[TEXT SEGMENT Boundary: Start]
# Kingwood



## Weasel (Jun 18, 2012)

This is a call that does prey distress from birds to pups and everything in between.
Kingwood is solid, dense and strong. This call has a very easy to use toneboard.
















$30 to anywhere in the US and I'll pay the postage.
Thanks for looking.


----------



## azpredatorhunter (Jul 24, 2012)

Nice call..


----------



## prairiewolf (Feb 19, 2012)

Nice looking call !! I have never tried Kingwood.


----------



## Weasel (Jun 18, 2012)

Thanks for the kind words.

Stonegod, Here is a C&P about Kingwood:

*"Kingwood is an exotic wood that is light to dark violet brown with lighter and darker stripes of purple. Also called Violetwood or Violete. Bright luster, fine texture and is very stable in service. Very hard and heavy. Takes a high natural polish and develops patina as it ages. Fairly rare. Can be used for inlay, turning, fancy accessories. Kingwood comes from Brazil"*

It's fairly expensive and is probably why we don't see more calls turned from it. The sound qualities makes the extra expence well worthwhile in my opinion. Of course the beauty is nice too!
[TEXT SEGMENT Boundary: End]
## PARTS OF THE EXERCISE
a) List the usernames of everyone who posted in the Kingwood forum thread.
b) In the Kingwood forum thread, what price does the seller ask for the call, and who covers postage?
[DATA FOR REVIEW Boundary: Start]
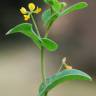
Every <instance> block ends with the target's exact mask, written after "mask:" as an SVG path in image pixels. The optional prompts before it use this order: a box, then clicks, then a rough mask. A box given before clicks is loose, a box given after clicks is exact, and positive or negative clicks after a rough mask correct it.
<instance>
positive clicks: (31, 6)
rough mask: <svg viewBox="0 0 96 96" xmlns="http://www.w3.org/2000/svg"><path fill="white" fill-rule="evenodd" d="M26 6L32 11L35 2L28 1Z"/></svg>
mask: <svg viewBox="0 0 96 96" xmlns="http://www.w3.org/2000/svg"><path fill="white" fill-rule="evenodd" d="M28 8H29V10H30V11H33V10H34V9H35V4H34V3H29V4H28Z"/></svg>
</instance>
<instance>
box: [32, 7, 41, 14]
mask: <svg viewBox="0 0 96 96" xmlns="http://www.w3.org/2000/svg"><path fill="white" fill-rule="evenodd" d="M41 11H42V9H41V8H38V7H37V9H36V10H35V11H34V12H35V13H40V12H41Z"/></svg>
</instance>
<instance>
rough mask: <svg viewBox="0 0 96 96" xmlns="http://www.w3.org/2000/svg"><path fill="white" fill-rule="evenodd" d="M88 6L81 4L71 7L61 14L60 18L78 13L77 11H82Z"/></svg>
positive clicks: (66, 9) (72, 5)
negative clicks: (82, 10) (75, 11)
mask: <svg viewBox="0 0 96 96" xmlns="http://www.w3.org/2000/svg"><path fill="white" fill-rule="evenodd" d="M87 6H88V4H87V3H86V2H79V3H77V4H74V5H72V6H70V7H68V8H67V9H65V10H64V11H63V12H62V13H61V14H60V16H63V15H67V14H70V13H72V12H74V11H77V10H81V9H84V8H86V7H87Z"/></svg>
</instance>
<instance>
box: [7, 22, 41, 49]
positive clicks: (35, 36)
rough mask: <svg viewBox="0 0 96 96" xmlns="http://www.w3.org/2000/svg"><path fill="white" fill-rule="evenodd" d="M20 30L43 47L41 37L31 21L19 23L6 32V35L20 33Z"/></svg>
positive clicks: (28, 36)
mask: <svg viewBox="0 0 96 96" xmlns="http://www.w3.org/2000/svg"><path fill="white" fill-rule="evenodd" d="M18 32H21V33H22V34H24V35H25V36H27V37H29V38H31V39H32V40H33V42H34V43H35V44H36V45H37V46H38V47H39V48H41V43H40V37H39V36H38V35H37V34H36V33H35V32H34V31H33V28H32V24H30V23H22V24H19V25H17V26H15V27H14V28H12V29H11V30H9V31H8V32H7V33H6V35H8V34H13V33H18Z"/></svg>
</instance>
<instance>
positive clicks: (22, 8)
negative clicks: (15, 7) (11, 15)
mask: <svg viewBox="0 0 96 96" xmlns="http://www.w3.org/2000/svg"><path fill="white" fill-rule="evenodd" d="M28 8H29V11H27V10H26V8H24V7H21V9H20V12H21V13H22V14H23V15H24V20H25V21H28V20H29V19H30V17H31V14H33V13H36V14H37V13H39V12H41V11H42V9H41V8H39V7H38V6H37V8H36V6H35V4H34V3H29V4H28Z"/></svg>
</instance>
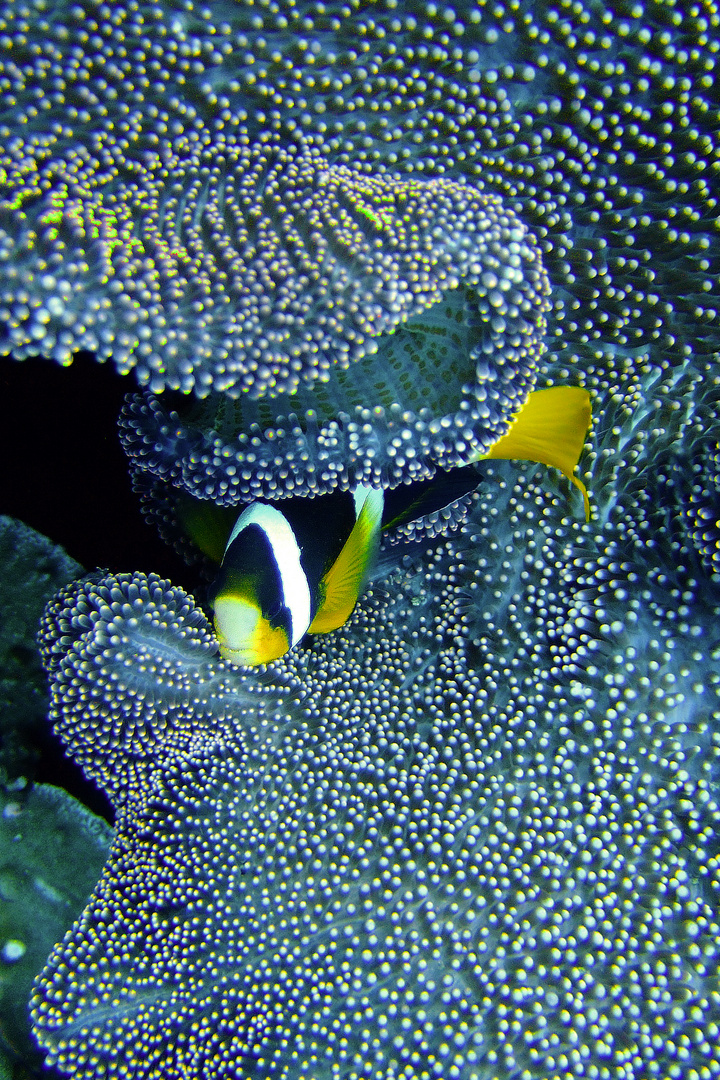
[DATA FOR REVIEW Boundary: End]
## ANSWER LIST
a) Weasel, azpredatorhunter, prairiewolf

b) The seller asks $30 to anywhere in the US and pays the postage.